:: Using the information ::
**a.** Retype the Boston suspect article word for word, starting with "Authorities said they" and going on through "an early stage.".
**b.** Extend the Boston suspect article with new text that follows on from its final paragraph.

:: Given passage ::
Officials: Boston suspect had no firearm when barrage of bullets hit hiding place
By Sari Horwitz and Peter Finn
Although police feared he was heavily armed, the suspect in the Boston Marathon bombings had no firearms when he came under a barrage of police gunfire that struck the boat where he was hiding, according to multiple federal law enforcement officials.
Authorities said they were desperate to capture Dzhokhar Tsarnaev so he could be questioned. The FBI, however, declined to discuss what triggered the gunfire.
Other law enforcement officials said the shooting may have been prompted by the chaos of the moment and some action that led the officers present to believe Tsarnaev had fired a weapon or was about to detonate explosives.
These new details emerged as investigators continued their examination of the movements and motives of Tsarnaev, 19, and his brother, Tamerlan, in last week’s coordinated bombing, which killed three people and wounded more than 250.
Law enforcement officials said they do not believe the brothers were connected with a terrorist organization, but they cautioned that the inquiry is at an early stage.

:: Entries provided ::
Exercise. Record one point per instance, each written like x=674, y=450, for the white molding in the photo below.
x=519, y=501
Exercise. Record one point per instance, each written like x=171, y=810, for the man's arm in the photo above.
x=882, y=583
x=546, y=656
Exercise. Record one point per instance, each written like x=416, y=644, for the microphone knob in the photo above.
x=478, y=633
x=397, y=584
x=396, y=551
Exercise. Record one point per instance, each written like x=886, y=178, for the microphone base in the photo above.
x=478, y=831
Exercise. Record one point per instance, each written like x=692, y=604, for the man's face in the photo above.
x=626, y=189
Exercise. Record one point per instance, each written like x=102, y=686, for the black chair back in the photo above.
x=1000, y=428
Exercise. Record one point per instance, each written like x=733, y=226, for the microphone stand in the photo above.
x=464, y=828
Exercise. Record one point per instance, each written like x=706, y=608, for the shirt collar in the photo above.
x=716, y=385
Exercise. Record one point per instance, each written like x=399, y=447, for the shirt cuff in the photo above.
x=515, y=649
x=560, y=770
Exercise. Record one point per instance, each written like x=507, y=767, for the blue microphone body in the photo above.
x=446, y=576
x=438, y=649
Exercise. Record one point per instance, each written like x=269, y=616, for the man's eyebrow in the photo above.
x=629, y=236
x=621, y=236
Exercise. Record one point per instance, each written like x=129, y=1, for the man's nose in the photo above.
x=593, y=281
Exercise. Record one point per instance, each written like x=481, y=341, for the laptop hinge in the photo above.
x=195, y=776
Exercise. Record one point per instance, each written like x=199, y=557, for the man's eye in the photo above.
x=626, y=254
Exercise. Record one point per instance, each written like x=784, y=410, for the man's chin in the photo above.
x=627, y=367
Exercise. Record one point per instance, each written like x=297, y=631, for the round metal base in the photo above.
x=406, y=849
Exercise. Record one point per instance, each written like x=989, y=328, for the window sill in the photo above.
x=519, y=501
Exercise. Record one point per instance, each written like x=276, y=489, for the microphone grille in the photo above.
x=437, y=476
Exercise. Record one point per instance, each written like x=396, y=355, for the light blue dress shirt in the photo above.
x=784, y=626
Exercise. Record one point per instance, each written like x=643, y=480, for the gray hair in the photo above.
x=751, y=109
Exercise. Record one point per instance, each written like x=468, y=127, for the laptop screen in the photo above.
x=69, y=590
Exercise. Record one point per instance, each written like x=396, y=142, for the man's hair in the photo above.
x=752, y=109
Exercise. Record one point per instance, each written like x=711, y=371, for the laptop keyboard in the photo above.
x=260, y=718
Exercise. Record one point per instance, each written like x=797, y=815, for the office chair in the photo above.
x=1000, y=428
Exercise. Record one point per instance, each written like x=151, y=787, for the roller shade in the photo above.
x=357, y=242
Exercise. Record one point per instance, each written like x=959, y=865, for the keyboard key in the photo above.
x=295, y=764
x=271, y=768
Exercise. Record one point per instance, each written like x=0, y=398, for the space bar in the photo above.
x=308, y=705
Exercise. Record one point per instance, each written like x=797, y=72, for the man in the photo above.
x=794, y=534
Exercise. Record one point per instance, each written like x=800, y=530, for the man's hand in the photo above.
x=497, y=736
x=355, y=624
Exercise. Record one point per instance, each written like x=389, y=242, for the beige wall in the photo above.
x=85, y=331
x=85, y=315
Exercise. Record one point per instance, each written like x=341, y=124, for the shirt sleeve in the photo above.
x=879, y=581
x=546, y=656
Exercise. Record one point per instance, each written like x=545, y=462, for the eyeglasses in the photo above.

:: Response list ::
**a.**
Authorities said they were desperate to capture Dzhokhar Tsarnaev so he could be questioned. The FBI, however, declined to discuss what triggered the gunfire.
Other law enforcement officials said the shooting may have been prompted by the chaos of the moment and some action that led the officers present to believe Tsarnaev had fired a weapon or was about to detonate explosives.
These new details emerged as investigators continued their examination of the movements and motives of Tsarnaev, 19, and his brother, Tamerlan, in last week’s coordinated bombing, which killed three people and wounded more than 250.
Law enforcement officials said they do not believe the brothers were connected with a terrorist organization, but they cautioned that the inquiry is at an early stage.

**b.**
Tamerlan Tsarnaev, 26, was killed in a confrontation with police in the early morning hours Friday, four days after the marathon bombings. A transit police officer was seriously wounded in the exchange, in which more than 200 rounds were fired and the suspects lobbed homemade explosives at police. Dzhokhar Tsarnaev escaped and was the subject of a massive manhunt. He was cornered hiding in a boat in the driveway of a house in Watertown, Mass., on Friday evening.
Law enforcement officials described the 30 minutes before the arrest of Tsarnaev as chaotic. One characterized it as “the fog of war” and said that in a highly charged atmosphere, one accidental shot could have caused what police call “contagious fire.”